A number of years ago we worked with Coloplast’s wound care product team. More specifically, we focused on wound care nurses (the end users) whose Job-to-be-Done was “treat
a wound.” We used our Outcome-Based Segmentation methodology to reveal a segment of underserved nurses, and the findings resulted in a new value proposition that led to double-digit growth in less than six months. How did Coloplast achieve these results? To paraphrase hockey great Wayne Gretzky, Coloplast “skated to where the puck was going to be.”

At the time, all other wound care companies had built their value propositions around some variation of “we help wounds heal faster.” Coloplast realized that talking about speed of healing was akin to skating to where the puck had been. Sure, at some point in the past, wound care nurses had been underserved along that dimension and that value proposition had resonated with them. But those days were long gone.


When we conducted Outcome-Based Segmentation for Coloplast, we found a segment of wound care nurses whose top unmet needs had nothing to do with speed of healing.


Instead, 10 of their top 15 unmet needs—their desired outcomes—related to “making sure the wound doesn’t get worse.” It turns out that in many wound treatment situations, the patient unwittingly makes the wound worse, and avoiding those complications was a challenge for nurses. Coloplast realized that “preventing complications” was where the puck was going to be.
Coloplast went to market with its new wound care value proposition: “We prevent complications.” Without changing its products or its pricing—simply by focusing its messaging and sales efforts on nurses’ unmet outcomes—Coloplast achieved double-digit growth.

This is not an isolated incident. Our first success repositioning an existing product line was with Cordis Corporation back in 1992. Cordis experienced a 3-point increase in market share by aligning the strengths of its products with the unmet needs of the interventional cardiologist. In 2014, Arm & Hammer’s Animal Nutrition division realigned its value proposition and achieved a 30%- plus increase in year-to-year revenue.

SUPPLIED INFORMATION
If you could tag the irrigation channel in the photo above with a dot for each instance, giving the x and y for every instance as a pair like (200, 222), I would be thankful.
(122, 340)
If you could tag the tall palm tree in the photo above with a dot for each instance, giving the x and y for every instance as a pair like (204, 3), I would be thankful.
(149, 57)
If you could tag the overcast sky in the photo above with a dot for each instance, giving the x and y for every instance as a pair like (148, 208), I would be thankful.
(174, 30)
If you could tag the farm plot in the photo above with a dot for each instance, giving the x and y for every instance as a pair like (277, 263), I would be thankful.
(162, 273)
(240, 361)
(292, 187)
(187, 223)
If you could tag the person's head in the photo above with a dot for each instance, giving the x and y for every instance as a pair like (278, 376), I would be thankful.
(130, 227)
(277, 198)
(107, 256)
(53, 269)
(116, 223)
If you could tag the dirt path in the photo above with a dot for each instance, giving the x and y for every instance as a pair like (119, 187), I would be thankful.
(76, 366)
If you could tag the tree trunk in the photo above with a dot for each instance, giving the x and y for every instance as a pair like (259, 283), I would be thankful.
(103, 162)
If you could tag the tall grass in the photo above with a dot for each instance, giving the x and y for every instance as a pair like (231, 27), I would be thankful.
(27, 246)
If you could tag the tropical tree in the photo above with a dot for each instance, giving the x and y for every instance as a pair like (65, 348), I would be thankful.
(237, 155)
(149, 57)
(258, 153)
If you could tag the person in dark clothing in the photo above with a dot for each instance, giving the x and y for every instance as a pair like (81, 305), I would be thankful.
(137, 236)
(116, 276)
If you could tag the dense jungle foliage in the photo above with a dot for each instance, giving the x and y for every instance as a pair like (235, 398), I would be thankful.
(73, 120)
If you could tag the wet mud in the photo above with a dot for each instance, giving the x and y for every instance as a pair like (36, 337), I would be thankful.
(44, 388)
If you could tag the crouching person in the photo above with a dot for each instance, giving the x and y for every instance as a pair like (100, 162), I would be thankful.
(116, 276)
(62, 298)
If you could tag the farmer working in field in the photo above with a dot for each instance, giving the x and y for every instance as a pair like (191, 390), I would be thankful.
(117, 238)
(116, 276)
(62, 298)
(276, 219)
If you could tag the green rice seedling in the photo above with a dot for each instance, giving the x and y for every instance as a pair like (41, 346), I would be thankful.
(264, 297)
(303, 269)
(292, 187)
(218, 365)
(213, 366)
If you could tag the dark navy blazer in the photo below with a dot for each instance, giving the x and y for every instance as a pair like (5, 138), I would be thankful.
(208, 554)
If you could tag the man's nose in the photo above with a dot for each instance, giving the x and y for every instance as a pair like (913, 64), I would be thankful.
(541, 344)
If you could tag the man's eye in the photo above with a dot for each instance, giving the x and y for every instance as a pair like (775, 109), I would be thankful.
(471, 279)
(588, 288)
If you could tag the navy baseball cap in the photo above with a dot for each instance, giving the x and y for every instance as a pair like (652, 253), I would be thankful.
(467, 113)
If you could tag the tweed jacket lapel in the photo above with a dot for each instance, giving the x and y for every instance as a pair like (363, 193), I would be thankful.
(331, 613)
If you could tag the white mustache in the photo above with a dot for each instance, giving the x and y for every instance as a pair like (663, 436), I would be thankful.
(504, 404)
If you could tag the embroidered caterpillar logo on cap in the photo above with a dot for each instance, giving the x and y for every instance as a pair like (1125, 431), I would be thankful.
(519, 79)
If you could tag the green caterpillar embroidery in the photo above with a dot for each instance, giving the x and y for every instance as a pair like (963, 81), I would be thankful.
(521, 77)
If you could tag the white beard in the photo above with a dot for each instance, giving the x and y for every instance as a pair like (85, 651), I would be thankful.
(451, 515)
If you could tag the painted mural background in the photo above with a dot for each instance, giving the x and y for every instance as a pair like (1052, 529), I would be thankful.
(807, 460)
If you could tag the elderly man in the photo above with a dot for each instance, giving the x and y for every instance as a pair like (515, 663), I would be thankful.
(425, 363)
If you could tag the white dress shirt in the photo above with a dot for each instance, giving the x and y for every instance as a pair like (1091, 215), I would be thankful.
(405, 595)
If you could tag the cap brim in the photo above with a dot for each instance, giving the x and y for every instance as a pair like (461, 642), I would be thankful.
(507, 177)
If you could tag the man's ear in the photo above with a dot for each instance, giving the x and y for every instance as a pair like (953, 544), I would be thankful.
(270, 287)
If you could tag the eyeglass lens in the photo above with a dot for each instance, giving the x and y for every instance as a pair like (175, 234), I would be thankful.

ACTIVITY A
Based on the Coloplast passage, do the following statements agree with it? Answer yes or no for each and quote the deciding words. (i) Coloplast changed its pricing to achieve its growth. (ii) In the segment found, 10 of the top 15 unmet needs related to making sure the wound doesn't get worse. (iii) The first success repositioning an existing product line was with Cordis Corporation in 1992.
ACTIVITY B
From the Coloplast passage, extract everything from "When we conducted" down to "achieved double-digit growth.", copying it word for word.

EXERCISE RESPONSE A
(i) No: "Without changing its products or its pricing"
(ii) Yes: "10 of their top 15 unmet needs—their desired outcomes—related to “making sure the wound doesn’t get worse.”"
(iii) Yes: "Our first success repositioning an existing product line was with Cordis Corporation back in 1992."

EXERCISE RESPONSE B
When we conducted Outcome-Based Segmentation for Coloplast, we found a segment of wound care nurses whose top unmet needs had nothing to do with speed of healing.


Instead, 10 of their top 15 unmet needs—their desired outcomes—related to “making sure the wound doesn’t get worse.” It turns out that in many wound treatment situations, the patient unwittingly makes the wound worse, and avoiding those complications was a challenge for nurses. Coloplast realized that “preventing complications” was where the puck was going to be.
Coloplast went to market with its new wound care value proposition: “We prevent complications.” Without changing its products or its pricing—simply by focusing its messaging and sales efforts on nurses’ unmet outcomes—Coloplast achieved double-digit growth.